Recorded data
--- begin ---
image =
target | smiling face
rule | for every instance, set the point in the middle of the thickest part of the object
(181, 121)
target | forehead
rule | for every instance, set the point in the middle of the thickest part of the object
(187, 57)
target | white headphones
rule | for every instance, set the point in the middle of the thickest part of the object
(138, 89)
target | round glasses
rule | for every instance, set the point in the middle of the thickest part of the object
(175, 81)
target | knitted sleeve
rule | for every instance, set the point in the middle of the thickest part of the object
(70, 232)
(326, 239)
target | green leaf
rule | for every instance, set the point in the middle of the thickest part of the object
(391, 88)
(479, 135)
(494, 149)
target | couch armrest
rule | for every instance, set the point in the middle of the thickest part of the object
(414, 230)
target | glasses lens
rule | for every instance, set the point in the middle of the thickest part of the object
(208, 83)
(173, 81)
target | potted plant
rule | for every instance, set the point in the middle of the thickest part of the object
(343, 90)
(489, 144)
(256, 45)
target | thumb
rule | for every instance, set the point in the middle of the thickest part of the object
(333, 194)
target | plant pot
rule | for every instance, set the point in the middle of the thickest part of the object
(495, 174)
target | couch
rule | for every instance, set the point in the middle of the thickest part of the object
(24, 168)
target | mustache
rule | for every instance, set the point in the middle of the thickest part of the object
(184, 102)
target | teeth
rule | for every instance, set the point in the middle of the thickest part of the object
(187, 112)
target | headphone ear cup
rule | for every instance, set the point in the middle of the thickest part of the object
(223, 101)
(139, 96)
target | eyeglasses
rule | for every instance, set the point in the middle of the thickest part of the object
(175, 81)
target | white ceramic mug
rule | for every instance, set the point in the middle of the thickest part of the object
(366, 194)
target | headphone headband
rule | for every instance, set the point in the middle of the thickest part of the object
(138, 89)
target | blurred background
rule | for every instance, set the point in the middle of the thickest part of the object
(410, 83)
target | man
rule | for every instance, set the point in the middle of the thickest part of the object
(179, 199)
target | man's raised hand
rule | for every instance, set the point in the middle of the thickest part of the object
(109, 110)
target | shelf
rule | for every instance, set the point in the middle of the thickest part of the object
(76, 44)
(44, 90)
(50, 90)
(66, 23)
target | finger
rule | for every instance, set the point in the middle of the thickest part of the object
--- end ---
§ Task statement
Rewrite everything from the line containing "target | finger" down to the end of the records, with "thickest" replaced by "widest" and nothing else changed.

§ Answer to the problem
target | finger
rule | for every instance, set the point in the middle of the widest part of the object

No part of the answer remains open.